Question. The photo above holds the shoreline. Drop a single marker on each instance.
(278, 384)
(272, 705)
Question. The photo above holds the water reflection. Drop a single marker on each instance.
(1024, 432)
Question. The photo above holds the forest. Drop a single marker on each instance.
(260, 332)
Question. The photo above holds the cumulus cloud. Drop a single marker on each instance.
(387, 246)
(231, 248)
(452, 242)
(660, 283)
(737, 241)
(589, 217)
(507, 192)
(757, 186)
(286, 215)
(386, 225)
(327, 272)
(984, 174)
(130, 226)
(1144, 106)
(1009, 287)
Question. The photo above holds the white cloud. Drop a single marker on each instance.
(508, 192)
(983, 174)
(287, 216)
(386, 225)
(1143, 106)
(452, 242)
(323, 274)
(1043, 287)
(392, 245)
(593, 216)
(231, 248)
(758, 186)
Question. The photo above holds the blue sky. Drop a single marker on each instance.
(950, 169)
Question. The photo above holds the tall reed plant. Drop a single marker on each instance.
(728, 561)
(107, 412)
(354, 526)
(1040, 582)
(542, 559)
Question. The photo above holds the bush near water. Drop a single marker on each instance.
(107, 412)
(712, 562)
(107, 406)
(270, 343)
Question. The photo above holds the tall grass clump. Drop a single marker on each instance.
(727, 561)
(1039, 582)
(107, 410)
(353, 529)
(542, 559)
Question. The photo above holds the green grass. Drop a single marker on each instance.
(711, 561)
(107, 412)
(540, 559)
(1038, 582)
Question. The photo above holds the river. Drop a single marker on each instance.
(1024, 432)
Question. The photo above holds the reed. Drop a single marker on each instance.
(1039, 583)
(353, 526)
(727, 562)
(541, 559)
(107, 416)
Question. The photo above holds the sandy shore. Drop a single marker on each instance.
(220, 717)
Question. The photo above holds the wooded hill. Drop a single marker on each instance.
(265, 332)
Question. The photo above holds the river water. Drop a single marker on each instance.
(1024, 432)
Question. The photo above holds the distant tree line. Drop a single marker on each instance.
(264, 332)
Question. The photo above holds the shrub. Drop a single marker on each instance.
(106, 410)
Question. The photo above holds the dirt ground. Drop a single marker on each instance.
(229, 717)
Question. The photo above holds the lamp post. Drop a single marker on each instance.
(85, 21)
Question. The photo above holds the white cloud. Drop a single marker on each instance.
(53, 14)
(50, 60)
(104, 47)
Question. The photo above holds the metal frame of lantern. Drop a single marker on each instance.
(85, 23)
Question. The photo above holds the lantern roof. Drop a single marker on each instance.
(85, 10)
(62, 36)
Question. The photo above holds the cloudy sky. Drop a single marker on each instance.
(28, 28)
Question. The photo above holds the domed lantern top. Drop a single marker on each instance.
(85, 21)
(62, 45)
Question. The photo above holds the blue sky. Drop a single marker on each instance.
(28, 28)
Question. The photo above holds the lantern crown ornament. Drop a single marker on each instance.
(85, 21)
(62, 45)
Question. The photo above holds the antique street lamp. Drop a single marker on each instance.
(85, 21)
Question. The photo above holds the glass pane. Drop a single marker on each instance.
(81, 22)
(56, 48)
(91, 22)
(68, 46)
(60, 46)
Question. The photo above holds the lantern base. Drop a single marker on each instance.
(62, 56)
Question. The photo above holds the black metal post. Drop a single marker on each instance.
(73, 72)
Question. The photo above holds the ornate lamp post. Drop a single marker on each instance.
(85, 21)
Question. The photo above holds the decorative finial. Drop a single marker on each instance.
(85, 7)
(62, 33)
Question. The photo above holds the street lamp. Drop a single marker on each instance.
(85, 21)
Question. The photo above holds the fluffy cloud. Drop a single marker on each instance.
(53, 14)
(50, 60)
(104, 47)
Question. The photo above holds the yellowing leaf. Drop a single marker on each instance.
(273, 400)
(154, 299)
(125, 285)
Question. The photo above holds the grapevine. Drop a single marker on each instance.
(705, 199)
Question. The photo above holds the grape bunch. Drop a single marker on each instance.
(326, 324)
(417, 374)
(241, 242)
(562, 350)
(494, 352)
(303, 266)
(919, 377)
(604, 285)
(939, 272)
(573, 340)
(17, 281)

......

WHAT TO PRODUCE →
Retype, exactly and only, the lines running from the one with "Question. The photo above holds the lantern base." through the final line of the listing above.

TASK SOLUTION →
Question. The photo above holds the lantern base. Drop a single marker on each instance.
(62, 56)
Question. The photo above holds the black metal post. Drop a single marker on each instance.
(73, 72)
Question. The photo above holds the ornate lamp post. Drop a single marker on each instance.
(85, 21)
Question. The photo above holds the decorative finial. Drop a single marker on each instance.
(85, 7)
(62, 33)
Question. The photo above holds the street lamp. Drop a single marker on each instance.
(85, 21)
Question. The photo above holds the fluffy cloud. Drop a single marker on each instance.
(53, 14)
(50, 60)
(104, 47)
Question. The photo above holds the yellowing leaf. Drop a single marker on each instance.
(273, 400)
(154, 299)
(125, 285)
Question. The photo above holds the grapevine. Drop a single marker on each instance.
(705, 199)
Question. The photo above holds the grape bunch. Drop a single marker on each instance.
(326, 324)
(417, 374)
(241, 242)
(562, 350)
(494, 352)
(303, 266)
(919, 377)
(604, 285)
(939, 272)
(573, 340)
(17, 281)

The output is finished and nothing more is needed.